▶ **Document extract**:

┌────────

Keywords

These keywords were added by machine and not by the authors. This process is experimental and the keywords may be updated as the learning algorithm improves.

1 Introduction and Motivation

Geographical information systems (GISs) are important tools for decision support in various fields like civil planning, emergency management, agriculture or environment and nature protection. While the amount of data with a geographic context is increasing due to improved sensor technology and data created by mobile devices or users of social web applications, the reliability of these data may be uncertain and has to be evaluated when used in GIS. In addition, data values have different schemas to describe locations, like addresses, relative spatial relationships or different coordinates reference systems. Measured quantities and units that might be used for data values may also vary across data sources, leading to schema heterogeneity. In this approach, we use semantic Web technology to describe (i) data sources and data transformation services for GIS in a machine interpretable way. These semantic descriptions lay the foundation for (ii) composing workflows of data sources and data transformation services that fulfill different requirements of GISs on demand, even if these requirements are not known at design time. In addition, provenance information and uncertainty of data are modeled using semantic Web technologies, which allows to (iii) include volunteered geographic information (VGI) and participatory sensing data. We hypothesise that the increasing amount of geographic data will significantly improve the decision support of GIS, providing that a smart data integration approach considers provenance, schema and format of the gathered data accordingly. This leads to the following research questions:

  1. RQ1

    How does the integration of uncertain data like VGI and participatory sensing data improve the decision support in GIS in terms of accuracy, consistency and completeness?

  2. RQ2

    Are domain experts provided with the necessary provenance information in order to compare the processed values of heterogeneous data sources within the result set?

In Sect. 2, we discuss related work and state our aims and objectives in Sect. 3. We introduce our research methodology in Sect. 4 and conclude in Sect. 5.

└────────

▶ **Task requirements**: Continue the GIS data-integration introduction after its last sentence, "We introduce our research methodology in Sect. 4 and conclude in Sect. 5."

▶ **Data block**:
┌────────

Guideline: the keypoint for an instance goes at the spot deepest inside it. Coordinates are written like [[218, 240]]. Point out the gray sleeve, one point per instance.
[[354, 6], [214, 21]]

└────────

▶ **Answer to this exercise**:
2 Related Work

In this section we discuss related work on the topics of (i) data transformation and interoperability of GIS, (ii) semantic workflow composition and (iii) integration of VGI and participatory sensing data.

2.1 Data Transformation and Interoperability of GIS

Transforming data from heterogeneous data sources into a unified schema and the interoperability of distributed systems is still an ongoing research topic where web services are commonly used for converting data. Kaempgen et al. [5] presented OLAP4LD, a framework for developers of applications over Linked Data sources reusing the Resource Description Framework (RDF) Data Cube Vocabulary. The Quantities, Units, Dimensions and Data Types Ontologies (QUDT)Footnote 1 can be used as a common standard for describing units and their conversation. In the context of GIS, transformation of spatial data across different coordinates reference systems was addressed by Atemezing et al. [1] which have published a dataset dedicated to the description of coordinates reference systems defined and maintained by the French national mapping agency. Similar requirements are also given for the Gauss-Krueger coordinates reference system used by national agencies in Germany. Li et al. [10] reported on their efforts to design and develop a geospatial cyberinfrastructure for urban economic analysis and simulation using a service-oriented architecture to allow widespread sharing and seamless integration of distributed geospatial data. For the interoperability of spatial data observed by sensors, the World Wide Web Consortium (W3C) Semantic Sensor Network Incubator Group introduced the Semantic Sensor Network (SSN) ontologyFootnote 2 for describing sensors and observations.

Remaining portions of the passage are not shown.